-- Opening Marker --

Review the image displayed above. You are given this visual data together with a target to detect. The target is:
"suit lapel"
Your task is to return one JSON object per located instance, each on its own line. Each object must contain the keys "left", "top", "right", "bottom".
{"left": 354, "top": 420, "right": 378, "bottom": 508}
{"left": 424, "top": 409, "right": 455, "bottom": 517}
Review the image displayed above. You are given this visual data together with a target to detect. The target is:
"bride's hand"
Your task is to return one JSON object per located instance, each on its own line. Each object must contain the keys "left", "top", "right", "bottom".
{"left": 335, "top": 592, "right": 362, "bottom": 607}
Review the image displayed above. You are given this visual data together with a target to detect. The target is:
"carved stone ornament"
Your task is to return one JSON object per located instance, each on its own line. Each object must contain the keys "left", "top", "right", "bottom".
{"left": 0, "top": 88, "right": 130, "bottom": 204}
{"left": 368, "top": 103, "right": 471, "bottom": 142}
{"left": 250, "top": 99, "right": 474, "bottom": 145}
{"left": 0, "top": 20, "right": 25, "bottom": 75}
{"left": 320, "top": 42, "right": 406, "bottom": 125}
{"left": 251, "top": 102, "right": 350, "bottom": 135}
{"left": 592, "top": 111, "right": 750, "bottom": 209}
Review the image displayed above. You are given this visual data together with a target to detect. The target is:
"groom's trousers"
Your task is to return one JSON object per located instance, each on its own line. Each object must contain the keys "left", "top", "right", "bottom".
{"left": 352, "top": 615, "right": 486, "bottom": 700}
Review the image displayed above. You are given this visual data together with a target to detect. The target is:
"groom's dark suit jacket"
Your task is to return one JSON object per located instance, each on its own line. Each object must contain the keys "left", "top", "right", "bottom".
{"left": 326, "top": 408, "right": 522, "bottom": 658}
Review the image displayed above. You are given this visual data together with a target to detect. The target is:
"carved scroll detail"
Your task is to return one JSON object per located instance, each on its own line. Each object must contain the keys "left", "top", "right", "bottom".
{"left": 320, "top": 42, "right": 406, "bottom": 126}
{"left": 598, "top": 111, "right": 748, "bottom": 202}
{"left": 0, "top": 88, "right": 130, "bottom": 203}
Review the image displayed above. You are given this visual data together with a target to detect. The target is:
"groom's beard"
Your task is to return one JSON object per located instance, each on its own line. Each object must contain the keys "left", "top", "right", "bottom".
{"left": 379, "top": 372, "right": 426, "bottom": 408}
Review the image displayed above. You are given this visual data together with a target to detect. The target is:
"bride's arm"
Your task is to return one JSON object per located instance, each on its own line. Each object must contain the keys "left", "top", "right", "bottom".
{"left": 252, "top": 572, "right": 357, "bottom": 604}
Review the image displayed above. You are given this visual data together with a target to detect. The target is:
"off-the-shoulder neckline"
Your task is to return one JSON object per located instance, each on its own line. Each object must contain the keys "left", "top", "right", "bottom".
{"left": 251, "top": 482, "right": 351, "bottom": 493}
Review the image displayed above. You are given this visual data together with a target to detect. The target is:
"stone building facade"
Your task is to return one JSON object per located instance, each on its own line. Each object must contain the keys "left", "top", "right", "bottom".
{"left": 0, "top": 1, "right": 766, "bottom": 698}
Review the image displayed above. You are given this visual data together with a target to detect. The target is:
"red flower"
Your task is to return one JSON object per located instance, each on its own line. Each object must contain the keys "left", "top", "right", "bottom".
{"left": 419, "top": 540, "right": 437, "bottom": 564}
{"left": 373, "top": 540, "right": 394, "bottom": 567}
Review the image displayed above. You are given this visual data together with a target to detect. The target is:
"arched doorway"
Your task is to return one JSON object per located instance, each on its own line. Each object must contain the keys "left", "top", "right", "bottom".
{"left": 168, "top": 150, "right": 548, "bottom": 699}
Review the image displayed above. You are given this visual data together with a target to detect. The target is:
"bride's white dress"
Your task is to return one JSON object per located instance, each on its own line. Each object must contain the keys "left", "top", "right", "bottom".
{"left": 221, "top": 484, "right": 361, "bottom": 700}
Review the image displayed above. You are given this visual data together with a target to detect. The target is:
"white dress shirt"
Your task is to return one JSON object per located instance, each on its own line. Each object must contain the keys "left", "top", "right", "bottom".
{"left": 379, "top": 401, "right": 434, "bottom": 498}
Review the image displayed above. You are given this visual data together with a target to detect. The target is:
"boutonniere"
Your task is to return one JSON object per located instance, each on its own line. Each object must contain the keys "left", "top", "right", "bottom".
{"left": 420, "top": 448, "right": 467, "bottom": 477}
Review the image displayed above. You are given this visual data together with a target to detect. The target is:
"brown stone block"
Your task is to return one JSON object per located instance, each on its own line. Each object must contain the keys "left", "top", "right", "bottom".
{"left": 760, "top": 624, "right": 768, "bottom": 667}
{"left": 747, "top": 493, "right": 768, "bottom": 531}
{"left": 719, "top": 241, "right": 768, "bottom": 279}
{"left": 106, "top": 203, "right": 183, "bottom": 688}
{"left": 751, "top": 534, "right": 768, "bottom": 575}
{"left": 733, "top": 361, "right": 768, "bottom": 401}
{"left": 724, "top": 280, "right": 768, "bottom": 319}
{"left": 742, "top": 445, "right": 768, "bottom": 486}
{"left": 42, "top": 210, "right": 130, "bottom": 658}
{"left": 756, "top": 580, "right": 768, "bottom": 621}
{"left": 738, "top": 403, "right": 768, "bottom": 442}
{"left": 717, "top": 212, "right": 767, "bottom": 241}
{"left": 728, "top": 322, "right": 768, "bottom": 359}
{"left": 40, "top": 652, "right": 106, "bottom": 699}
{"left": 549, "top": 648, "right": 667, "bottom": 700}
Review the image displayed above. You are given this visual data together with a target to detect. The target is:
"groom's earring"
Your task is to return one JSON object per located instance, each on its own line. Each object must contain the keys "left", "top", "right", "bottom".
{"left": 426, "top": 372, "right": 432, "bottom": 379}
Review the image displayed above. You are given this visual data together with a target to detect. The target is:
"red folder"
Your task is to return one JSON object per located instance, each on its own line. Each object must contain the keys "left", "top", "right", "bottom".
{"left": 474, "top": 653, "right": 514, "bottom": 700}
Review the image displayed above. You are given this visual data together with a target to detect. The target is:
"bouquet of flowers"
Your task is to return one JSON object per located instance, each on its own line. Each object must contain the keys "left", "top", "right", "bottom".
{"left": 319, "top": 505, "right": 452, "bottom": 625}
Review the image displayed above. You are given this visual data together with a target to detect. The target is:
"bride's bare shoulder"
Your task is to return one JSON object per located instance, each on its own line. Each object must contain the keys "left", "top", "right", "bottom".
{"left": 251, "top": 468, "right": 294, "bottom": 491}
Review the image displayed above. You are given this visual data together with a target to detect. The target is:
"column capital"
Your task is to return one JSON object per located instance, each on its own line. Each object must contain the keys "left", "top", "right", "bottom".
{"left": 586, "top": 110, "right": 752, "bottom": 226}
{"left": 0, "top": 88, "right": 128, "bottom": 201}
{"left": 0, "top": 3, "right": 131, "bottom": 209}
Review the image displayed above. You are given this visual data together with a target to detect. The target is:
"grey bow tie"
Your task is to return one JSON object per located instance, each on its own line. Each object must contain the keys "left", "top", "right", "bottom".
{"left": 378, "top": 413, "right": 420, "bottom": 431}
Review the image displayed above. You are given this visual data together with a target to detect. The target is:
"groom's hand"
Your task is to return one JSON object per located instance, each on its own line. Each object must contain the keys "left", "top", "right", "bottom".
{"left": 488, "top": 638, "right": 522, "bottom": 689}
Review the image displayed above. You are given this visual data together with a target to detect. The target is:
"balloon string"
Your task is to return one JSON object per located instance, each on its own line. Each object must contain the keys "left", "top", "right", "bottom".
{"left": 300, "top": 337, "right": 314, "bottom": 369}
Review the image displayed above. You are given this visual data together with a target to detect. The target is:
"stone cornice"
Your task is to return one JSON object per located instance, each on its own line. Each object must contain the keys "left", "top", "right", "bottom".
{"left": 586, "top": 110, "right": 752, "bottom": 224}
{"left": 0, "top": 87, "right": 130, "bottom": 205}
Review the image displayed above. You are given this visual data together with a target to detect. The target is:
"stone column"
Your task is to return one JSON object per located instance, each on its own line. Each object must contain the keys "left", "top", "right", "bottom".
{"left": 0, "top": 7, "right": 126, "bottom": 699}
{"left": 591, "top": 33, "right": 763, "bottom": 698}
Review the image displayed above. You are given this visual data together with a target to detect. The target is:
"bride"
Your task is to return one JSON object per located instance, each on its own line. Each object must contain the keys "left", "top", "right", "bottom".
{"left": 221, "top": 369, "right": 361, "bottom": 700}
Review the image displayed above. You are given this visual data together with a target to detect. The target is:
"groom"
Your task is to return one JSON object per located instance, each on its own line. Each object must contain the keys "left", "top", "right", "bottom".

-- Closing Marker --

From the records above, return each line that has the string "shoulder".

Written solution
"off-the-shoulder neckline"
"bride's bare shoulder"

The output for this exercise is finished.